> _WHAT YOU WILL DO_
Go to the line in the entries below that holds "# test: for every instance of the dining table, mark" and repeat exactly from there through the line that holds "# test: for every instance of the wooden dining", inclusive.

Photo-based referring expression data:
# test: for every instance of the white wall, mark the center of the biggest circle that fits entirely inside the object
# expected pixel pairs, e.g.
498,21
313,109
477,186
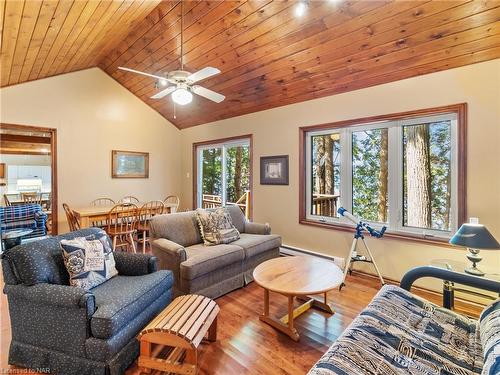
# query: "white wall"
276,132
93,115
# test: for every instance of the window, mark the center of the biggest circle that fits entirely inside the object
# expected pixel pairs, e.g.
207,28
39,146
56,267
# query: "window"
399,171
223,173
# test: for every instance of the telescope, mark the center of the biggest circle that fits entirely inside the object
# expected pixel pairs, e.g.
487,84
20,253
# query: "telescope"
360,224
358,235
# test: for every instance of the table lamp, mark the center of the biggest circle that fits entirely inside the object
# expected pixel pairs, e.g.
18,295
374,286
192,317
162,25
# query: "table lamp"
474,237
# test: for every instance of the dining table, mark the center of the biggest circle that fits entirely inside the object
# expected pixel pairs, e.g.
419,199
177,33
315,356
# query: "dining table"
86,215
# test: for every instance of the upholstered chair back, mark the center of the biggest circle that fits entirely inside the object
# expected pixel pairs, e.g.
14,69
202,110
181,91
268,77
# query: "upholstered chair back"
39,261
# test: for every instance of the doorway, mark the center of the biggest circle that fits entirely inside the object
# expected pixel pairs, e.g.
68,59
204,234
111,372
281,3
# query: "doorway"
28,169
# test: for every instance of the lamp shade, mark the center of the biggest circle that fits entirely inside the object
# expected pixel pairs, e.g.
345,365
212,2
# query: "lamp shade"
474,236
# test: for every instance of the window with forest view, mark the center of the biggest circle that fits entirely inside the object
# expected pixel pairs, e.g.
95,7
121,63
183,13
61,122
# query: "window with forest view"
223,175
400,173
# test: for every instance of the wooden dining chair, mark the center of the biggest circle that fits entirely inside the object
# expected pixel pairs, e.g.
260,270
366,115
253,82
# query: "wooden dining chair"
129,199
121,225
6,200
147,211
102,202
34,198
173,202
73,222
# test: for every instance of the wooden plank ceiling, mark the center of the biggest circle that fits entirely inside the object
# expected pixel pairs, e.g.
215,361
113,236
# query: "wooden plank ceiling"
268,56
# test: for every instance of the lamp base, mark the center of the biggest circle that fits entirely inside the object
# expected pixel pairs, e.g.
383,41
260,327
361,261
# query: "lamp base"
474,257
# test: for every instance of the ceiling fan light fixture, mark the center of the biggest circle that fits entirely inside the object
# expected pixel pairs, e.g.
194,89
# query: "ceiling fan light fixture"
182,96
300,9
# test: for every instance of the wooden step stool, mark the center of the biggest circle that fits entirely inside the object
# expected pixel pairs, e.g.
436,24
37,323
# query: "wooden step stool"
181,326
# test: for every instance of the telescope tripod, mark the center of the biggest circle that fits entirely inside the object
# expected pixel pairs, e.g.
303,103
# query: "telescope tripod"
355,257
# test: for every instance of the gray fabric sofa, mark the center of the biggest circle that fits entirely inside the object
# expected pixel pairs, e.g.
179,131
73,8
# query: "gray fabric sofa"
67,330
210,270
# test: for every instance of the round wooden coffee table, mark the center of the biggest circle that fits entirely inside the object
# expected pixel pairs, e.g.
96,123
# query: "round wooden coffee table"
296,277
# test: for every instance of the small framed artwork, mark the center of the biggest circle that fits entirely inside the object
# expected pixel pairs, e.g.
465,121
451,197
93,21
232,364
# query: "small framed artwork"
274,170
129,164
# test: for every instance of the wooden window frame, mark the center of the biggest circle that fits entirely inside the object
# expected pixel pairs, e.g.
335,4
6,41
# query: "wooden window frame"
461,112
53,156
215,141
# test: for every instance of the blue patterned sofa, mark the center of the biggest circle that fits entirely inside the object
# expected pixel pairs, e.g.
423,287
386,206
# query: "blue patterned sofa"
24,216
68,330
400,333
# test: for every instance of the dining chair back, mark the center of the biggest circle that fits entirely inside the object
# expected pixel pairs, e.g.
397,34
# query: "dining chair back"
146,212
121,225
104,201
6,200
173,201
73,222
129,199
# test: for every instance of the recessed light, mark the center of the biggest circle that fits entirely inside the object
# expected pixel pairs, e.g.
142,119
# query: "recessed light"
300,9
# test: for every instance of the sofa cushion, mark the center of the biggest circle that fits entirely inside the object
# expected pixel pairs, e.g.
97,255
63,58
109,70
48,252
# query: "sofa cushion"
490,337
237,217
180,227
255,244
399,333
120,299
41,261
205,259
216,227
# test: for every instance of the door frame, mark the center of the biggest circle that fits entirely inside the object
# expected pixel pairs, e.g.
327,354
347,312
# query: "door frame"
53,159
215,141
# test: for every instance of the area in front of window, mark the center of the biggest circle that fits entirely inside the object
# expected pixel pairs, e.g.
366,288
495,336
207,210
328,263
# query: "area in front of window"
399,173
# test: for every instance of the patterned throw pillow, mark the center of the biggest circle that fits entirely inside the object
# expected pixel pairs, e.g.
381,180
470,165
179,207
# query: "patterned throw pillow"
89,260
216,227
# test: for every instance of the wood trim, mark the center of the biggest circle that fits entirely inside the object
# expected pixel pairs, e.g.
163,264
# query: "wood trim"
25,138
53,156
114,154
215,141
461,111
462,305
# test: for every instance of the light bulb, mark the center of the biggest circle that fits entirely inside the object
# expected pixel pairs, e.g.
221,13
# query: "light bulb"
182,96
300,9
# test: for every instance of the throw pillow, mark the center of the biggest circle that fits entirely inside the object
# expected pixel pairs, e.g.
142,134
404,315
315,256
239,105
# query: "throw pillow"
216,226
89,260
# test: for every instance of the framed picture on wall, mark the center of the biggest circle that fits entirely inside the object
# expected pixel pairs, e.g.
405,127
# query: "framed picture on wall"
129,164
274,170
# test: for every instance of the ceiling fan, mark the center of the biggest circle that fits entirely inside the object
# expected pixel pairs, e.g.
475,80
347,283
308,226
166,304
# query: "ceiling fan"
183,82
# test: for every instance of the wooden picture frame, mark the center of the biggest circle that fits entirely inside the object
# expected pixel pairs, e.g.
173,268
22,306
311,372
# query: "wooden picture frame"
274,170
129,164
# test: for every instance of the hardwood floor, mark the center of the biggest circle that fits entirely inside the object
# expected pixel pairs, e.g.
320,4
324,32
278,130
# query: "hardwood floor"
246,345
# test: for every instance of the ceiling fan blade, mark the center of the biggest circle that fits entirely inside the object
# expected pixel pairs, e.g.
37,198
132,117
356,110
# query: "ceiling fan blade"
209,94
164,93
203,74
143,73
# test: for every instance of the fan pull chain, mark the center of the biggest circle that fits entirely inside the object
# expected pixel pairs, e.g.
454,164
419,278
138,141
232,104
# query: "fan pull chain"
182,35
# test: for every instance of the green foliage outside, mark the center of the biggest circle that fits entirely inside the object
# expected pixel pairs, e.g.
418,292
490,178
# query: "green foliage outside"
237,171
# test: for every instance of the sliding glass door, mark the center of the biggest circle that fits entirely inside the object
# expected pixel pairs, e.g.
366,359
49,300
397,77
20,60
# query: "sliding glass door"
224,174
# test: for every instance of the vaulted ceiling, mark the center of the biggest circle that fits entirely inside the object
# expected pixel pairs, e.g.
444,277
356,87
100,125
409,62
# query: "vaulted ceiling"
268,55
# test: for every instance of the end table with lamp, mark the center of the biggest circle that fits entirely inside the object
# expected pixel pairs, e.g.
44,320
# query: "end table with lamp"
474,237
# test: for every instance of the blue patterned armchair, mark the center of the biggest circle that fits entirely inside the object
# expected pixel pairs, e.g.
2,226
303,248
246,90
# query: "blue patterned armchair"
24,216
68,330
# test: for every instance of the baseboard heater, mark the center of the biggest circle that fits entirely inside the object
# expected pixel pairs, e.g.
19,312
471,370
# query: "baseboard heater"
287,250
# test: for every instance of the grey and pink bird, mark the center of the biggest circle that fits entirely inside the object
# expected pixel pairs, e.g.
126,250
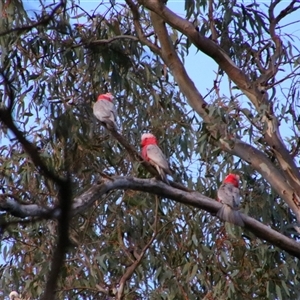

> _FINAL ANSWER_
# test: for every instance of the dining table, mark the center of the biggest circle that fits entirely inside the object
# expected pixel pairs, e.g.
419,199
177,33
315,356
# query: "dining table"
86,215
# test: for every instance of the upholstered chair back, mark the center of the biggest circle that fits entirely inside the object
# expected pixel pairs, e.g.
14,69
202,110
181,91
268,77
# query: "upholstered chair back"
39,261
# test: for every instance of the doorway, mark the center of the biggest circle that fits entirely inside the object
# expected pixel pairs, e.g.
68,59
204,234
111,372
281,3
# query: "doorway"
28,169
# test: for every instance of the lamp shade, mark the center of the biggest circle that fits entirely inside the object
# expected pixel pairs, e.g.
345,365
212,2
# query: "lamp shade"
474,236
# test: for every instance of the window with forest view, mark the center of the biggest circle that fits entirely inside the object
# expected pixel pairs, e.g.
95,7
121,63
183,13
61,122
# query: "window with forest view"
223,175
400,173
# test: for every instance of the wooden dining chair, mark the center of the biggest circle that fits entirely inside the object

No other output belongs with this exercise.